§ **Required task a**
In the espresso machine thread below, which grinder does joffy say he uses?

#### Selected excerpt

# New user woes!



## joffy (Sep 9, 2013)

Hi, just had my 1st ever espresso machine, a new Gaggia Classic delivered from Amazon.

Following the instructions here; http://www.coffeecrew.com/learning/255-gaggia-classic-step-by-step, to prime it, I got a loud whining noise but nothing else. No water or steam from the wand or filter.

I tried again and there's still nothing, not even a noise.

Have I got a dud?


----------



## El carajillo (Mar 16, 2013)

Are either of the hoses in the tank kinked or squashed ?


----------



## joffy (Sep 9, 2013)

El carajillo said:


> Are either of the hoses in the tank kinked or squashed ?


One did look a little squashed, so I straightened it out, but still the same problem.

UPDATE; I gave the tubes a suck to try remove and air bubbles. I now get steam ok, but still no water from the water or filter head. When I tried to run through the filter, there was just the steamy noise for 30 secs.


----------



## El carajillo (Mar 16, 2013)

When you switch the two red switches on is there a buzzing/roaring sound as the pump starts?


----------



## CFUK (Jun 14, 2008)

Sounds like an air blockage that a pump prime will resolve

Turn the machine off and open the steam wand, then close again

Follow the priming instructions. If no luck then I'm sure we will be able to assist. Unusual for a machine to die.


----------



## joffy (Sep 9, 2013)

Thanks all. When I first turned it on while following the priming instructions, there was a very loud noise and hissing, but no water flow. I've tried leaving everything running a few mins but the only thing that's working is steam from the wand, but no water. There's some hissing and steam when I try to run the filter head too.


----------



## xiuxiuejar (Jan 24, 2012)

try opening the steam a little and then pushing the water button to prime. It's a long time since I used a Classic but that was one trick I remember.


----------



## joffy (Sep 9, 2013)

I'm not getting any steam either now







Just had a long chat with Philips support. They suspect transportation damage so will send it back to Amazon for a replacement. If I hadn't already ordered some accessories for it I'd probably just gone for a refund and stuck with the Aeropress.


----------



## El carajillo (Mar 16, 2013)

Stick with it, when you get your replacement up and running and you are drinking GOOD espresso coffee you will think it all worthwhile.

You will also get good support from members on the forum. What grinder are you using?.


----------



## joffy (Sep 9, 2013)

Thanks, it's just so disappointing when you get a new toy and it's broken! Amazon are sending another tomorrow.. I'm using the Porlex mini grinder.


----------



## El carajillo (Mar 16, 2013)

Is it too late to cancel?? another thought have a refund and wait for one in the for sale thread on the forum ,save you some money and the pre Phillips ones area better buy.

They come up quite frequently and are usually very well maintained. JUST A THOUGHT.


----------



## joffy (Sep 9, 2013)

El carajillo said:


> Is it too late to cancel?? another thought have a refund and wait for one in the for sale thread on the forum ,save you some money and the pre Phillips ones area better buy.

########
#### Entries provided

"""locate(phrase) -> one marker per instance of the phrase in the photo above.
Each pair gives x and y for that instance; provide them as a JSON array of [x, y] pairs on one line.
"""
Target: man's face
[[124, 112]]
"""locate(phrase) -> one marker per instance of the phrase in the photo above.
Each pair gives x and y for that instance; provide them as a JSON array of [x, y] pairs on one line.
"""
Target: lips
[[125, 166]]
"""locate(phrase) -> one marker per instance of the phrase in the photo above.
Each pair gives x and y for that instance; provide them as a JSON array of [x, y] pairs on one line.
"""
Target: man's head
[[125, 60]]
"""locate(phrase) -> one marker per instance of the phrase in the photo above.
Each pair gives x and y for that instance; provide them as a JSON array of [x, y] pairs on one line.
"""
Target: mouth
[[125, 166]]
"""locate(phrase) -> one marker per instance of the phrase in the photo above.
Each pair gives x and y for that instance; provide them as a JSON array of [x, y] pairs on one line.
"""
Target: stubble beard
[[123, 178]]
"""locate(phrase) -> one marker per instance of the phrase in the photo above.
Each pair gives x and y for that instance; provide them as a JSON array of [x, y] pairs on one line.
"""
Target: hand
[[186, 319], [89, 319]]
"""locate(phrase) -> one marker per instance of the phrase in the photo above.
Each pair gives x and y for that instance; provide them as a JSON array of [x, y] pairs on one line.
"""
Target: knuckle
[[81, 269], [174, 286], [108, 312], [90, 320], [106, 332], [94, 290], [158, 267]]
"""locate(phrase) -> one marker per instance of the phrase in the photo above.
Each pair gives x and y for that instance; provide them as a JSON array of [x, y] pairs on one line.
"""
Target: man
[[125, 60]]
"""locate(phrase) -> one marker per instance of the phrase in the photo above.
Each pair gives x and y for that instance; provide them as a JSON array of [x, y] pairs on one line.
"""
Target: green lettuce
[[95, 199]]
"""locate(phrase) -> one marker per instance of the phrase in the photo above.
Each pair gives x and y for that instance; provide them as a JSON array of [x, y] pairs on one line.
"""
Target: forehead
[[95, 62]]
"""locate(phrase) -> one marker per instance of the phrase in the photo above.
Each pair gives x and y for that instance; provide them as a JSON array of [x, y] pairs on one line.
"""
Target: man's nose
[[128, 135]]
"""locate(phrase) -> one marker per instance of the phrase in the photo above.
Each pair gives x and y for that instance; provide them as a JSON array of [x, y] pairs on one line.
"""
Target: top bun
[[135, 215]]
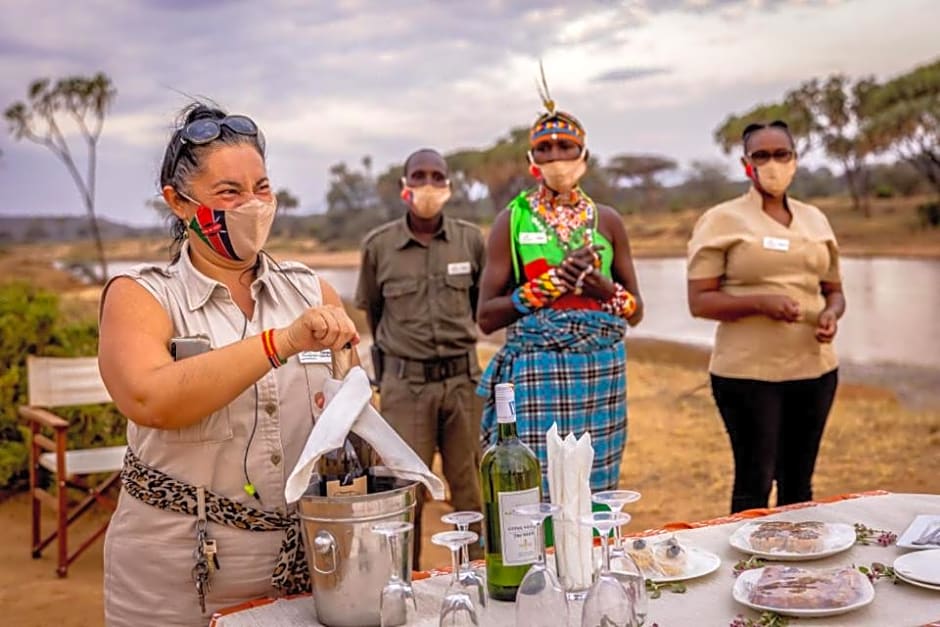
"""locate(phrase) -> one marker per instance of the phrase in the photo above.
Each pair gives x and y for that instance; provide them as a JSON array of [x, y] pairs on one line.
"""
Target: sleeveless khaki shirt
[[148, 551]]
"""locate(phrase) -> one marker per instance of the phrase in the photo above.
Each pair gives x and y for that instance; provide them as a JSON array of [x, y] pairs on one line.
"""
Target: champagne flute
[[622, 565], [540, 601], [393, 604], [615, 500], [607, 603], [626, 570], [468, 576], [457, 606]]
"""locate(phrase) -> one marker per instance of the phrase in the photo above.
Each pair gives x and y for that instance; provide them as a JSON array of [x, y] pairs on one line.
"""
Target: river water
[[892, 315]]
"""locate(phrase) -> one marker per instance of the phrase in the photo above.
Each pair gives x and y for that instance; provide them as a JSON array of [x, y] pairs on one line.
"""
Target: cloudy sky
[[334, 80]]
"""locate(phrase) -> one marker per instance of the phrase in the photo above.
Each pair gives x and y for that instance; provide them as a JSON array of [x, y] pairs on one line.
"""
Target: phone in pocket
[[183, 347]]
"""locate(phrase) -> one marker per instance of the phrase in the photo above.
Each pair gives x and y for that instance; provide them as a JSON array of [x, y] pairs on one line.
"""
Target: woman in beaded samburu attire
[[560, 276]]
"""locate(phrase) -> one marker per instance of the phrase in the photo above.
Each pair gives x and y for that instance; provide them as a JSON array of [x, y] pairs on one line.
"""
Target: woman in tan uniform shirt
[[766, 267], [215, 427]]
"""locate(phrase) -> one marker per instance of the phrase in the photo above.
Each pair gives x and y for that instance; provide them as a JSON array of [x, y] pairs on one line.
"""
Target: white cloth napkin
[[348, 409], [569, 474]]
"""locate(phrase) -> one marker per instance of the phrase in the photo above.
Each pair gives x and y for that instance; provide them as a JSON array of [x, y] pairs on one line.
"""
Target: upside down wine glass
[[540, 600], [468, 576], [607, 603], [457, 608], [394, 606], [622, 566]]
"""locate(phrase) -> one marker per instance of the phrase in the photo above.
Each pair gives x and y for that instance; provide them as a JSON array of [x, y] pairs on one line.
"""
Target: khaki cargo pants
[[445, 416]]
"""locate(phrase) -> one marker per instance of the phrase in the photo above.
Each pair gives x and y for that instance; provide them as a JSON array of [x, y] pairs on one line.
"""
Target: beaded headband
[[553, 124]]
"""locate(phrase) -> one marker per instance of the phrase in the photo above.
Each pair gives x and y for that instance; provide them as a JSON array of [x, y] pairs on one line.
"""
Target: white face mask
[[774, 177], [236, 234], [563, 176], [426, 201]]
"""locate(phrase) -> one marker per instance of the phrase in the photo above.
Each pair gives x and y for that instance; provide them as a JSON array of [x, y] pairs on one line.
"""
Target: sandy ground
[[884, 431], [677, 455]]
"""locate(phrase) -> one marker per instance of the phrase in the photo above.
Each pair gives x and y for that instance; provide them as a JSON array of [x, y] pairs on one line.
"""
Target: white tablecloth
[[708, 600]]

########

§ **Required task b**
Report every line of the entries that contains the string "white", where case counts.

§ **Complete response a**
The Porlex mini grinder.

§ **Complete response b**
Target: white cloth napkin
Target: white face mask
Target: white tablecloth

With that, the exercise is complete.